***** Data entries *****

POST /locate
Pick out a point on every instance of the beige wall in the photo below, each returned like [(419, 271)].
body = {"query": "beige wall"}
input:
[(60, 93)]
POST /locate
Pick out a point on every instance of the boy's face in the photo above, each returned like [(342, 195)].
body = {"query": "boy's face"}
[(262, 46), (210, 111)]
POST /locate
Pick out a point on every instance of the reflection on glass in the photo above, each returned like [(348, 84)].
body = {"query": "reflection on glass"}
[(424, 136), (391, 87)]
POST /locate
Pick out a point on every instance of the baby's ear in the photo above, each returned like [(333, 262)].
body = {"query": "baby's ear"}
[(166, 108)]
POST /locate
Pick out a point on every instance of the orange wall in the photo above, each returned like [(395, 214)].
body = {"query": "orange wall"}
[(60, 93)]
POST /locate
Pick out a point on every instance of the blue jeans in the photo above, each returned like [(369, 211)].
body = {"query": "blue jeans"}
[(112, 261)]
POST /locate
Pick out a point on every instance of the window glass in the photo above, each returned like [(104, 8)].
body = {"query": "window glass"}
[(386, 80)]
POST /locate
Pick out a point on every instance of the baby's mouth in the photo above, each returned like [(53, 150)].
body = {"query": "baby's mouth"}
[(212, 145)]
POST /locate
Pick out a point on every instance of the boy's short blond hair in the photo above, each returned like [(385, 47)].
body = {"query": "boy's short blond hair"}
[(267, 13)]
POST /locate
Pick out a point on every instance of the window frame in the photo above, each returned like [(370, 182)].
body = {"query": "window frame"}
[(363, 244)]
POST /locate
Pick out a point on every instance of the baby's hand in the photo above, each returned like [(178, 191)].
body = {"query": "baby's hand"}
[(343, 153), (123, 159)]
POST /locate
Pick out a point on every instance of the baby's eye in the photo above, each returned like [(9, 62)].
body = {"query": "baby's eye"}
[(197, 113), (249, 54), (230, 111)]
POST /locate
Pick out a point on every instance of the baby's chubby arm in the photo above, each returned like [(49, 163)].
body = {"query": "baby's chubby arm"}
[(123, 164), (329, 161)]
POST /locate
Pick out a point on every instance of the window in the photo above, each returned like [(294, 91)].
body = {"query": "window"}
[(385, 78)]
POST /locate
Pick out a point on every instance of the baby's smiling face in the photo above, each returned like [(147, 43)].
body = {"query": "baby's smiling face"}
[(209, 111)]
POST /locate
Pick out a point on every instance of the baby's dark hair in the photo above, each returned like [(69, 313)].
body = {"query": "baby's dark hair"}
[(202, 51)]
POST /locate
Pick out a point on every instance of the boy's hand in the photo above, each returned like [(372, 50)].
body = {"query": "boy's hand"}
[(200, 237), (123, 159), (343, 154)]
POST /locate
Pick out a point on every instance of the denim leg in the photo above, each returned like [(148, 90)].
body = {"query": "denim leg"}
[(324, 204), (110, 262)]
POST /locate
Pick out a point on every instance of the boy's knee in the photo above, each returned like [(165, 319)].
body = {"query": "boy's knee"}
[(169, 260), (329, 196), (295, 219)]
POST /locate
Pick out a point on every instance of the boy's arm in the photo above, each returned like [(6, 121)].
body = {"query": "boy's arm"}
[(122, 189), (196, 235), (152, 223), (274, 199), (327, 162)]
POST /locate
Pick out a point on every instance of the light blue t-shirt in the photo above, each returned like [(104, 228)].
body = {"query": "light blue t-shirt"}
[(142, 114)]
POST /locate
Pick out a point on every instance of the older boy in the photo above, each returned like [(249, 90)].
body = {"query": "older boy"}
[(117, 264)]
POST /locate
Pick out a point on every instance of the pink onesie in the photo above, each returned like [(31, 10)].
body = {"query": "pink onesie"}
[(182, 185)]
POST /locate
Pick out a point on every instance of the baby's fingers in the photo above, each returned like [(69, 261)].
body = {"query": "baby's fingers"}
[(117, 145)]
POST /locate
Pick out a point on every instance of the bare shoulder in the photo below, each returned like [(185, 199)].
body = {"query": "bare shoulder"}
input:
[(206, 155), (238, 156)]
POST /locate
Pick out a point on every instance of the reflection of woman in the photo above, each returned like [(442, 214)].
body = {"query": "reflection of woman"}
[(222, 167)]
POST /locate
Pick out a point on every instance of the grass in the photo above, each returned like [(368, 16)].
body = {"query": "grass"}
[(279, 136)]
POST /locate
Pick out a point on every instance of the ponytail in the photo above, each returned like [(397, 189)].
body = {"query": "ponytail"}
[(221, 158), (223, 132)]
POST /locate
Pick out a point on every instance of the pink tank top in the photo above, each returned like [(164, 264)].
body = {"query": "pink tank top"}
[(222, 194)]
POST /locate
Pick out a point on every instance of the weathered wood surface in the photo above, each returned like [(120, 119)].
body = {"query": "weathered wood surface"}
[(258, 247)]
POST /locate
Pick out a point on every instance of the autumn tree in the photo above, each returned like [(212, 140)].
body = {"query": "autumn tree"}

*****

**Direction:**
Set every line of the listing down word for word.

**Expected answer:**
POST /locate
Pick out a point on every instance of the beige wall in the photo below, each returned like [(419, 271)].
body = {"query": "beige wall"}
input:
[(60, 93)]
POST /locate
Pick out a point on every instance of the boy's face in the photo above, each returned like [(342, 195)].
body = {"query": "boy's face"}
[(262, 46), (210, 111)]
POST /locate
Pick out a point on every instance of the reflection on glass in the photo above, each returned like [(348, 84)].
body = {"query": "reflection on glass"}
[(424, 136), (391, 87)]
POST /locate
Pick out a point on every instance of the baby's ear in the photo above, each returned like [(333, 262)].
body = {"query": "baby's ear"}
[(166, 108)]
POST /locate
Pick out a point on every instance of the orange wall in the photo above, each returned like [(395, 214)].
body = {"query": "orange wall"}
[(60, 93)]
POST /locate
Pick out a point on every instance of the blue jeans in the photo above, each returned like [(369, 211)].
body = {"query": "blue jeans"}
[(112, 261)]
POST /locate
Pick out a point on every instance of the window glass in the photo above, each returned like [(104, 8)].
body = {"query": "window glass"}
[(386, 80)]
POST /locate
Pick out a point on every instance of the baby's mouth in the photo above, each returned like [(53, 150)].
body = {"query": "baby's mouth"}
[(212, 145)]
POST /locate
Pick out a point on every instance of the boy's short blond hair in the photo above, each returned like [(385, 47)].
body = {"query": "boy's short blond hair"}
[(267, 13)]
POST /locate
Pick out a point on every instance of the window frame in the photo above, each returned like [(370, 182)].
body = {"query": "window frame"}
[(363, 244)]
POST /locate
Pick out a point on every instance of the baby's hand in the photo above, each returned like [(178, 191)].
body = {"query": "baby's hand"}
[(343, 153), (123, 159)]
POST /locate
Pick out a point on every instance of the baby's eye in the photo above, each returned like [(9, 62)].
body = {"query": "baby's eye"}
[(197, 113), (249, 54), (230, 111)]
POST /locate
Pick out a point on every instance of the baby's chubby arm in the photo above, each returned like [(49, 163)].
body = {"query": "baby's chubby arm"}
[(123, 164), (329, 161)]
POST /locate
Pick out a point on every instance of the window in the photo above, each returned like [(294, 91)].
body = {"query": "window"}
[(385, 78)]
POST /locate
Pick out a point on every instance of the baby's smiling face in the photo above, each returned like [(147, 43)].
body = {"query": "baby's smiling face"}
[(209, 111)]
POST /locate
Pick out a point on every instance of the baby's dark hair in the photo above, each returned like [(69, 313)].
body = {"query": "baby's dark hair"}
[(202, 51)]
POST /locate
Pick out a point on every instance of the boy's hand in the photo above, each returned like [(372, 50)].
body = {"query": "boy's hand"}
[(200, 237), (123, 159), (343, 154)]
POST /locate
Pick out a point on every instance of the denim leg in the photo above, each returned like [(148, 90)].
body = {"query": "denim leg"}
[(324, 204), (110, 262)]
POST /locate
Pick out a point on every instance of the boy's knee in the photo above, each returned like [(165, 319)].
body = {"query": "boy's knee"}
[(169, 260), (329, 196), (295, 219)]
POST /locate
Pick out a point on every instance of the boy's arm in the photo above, each returned like [(6, 121)].
body = {"query": "boy's arm"}
[(122, 189), (196, 235), (152, 223), (274, 199), (327, 162)]
POST /locate
Pick out a point on every instance of the light blue t-shirt in the photo above, each returned like [(104, 228)].
body = {"query": "light blue t-shirt"}
[(142, 114)]
POST /locate
Pick out a point on every instance of the older boy in the photo above, each returned like [(249, 90)].
body = {"query": "older boy"}
[(117, 264)]
POST /locate
Pick out a point on every instance of the pink onesie in the photo above, each returned like [(31, 10)].
body = {"query": "pink onesie"}
[(182, 185)]
POST /locate
Pick out a point on every instance of the baby's fingers in the photo above, each returned like [(69, 261)].
body = {"query": "baby's fingers"}
[(117, 145)]
POST /locate
Pick out a point on every instance of the bare shoulder in the photo below, each returned like [(185, 199)].
body = {"query": "bare shoulder"}
input:
[(206, 155), (238, 156)]
POST /locate
Pick out a point on every instance of the reflection of woman in the photo above, each returned like [(442, 214)].
body = {"query": "reflection of woman"}
[(222, 167)]
POST /locate
Pick out a point on every instance of the grass in the photo above, each returned like [(368, 16)].
body = {"query": "grass"}
[(279, 136)]
POST /locate
Pick out a point on every instance of the ponytail in the photo above, each returned like [(397, 189)].
body = {"query": "ponytail"}
[(221, 158), (223, 132)]
POST /locate
Pick out a point on every instance of the pink tank top in the photo above, each returned like [(164, 264)].
body = {"query": "pink tank top"}
[(222, 194)]
POST /locate
Pick out a point on every instance of the weathered wood surface in the photo above, each returned like [(120, 119)].
body = {"query": "weathered wood surface"}
[(258, 247)]
POST /locate
Pick out a point on every instance of the autumn tree in the photo above, each returned like [(212, 140)].
body = {"query": "autumn tree"}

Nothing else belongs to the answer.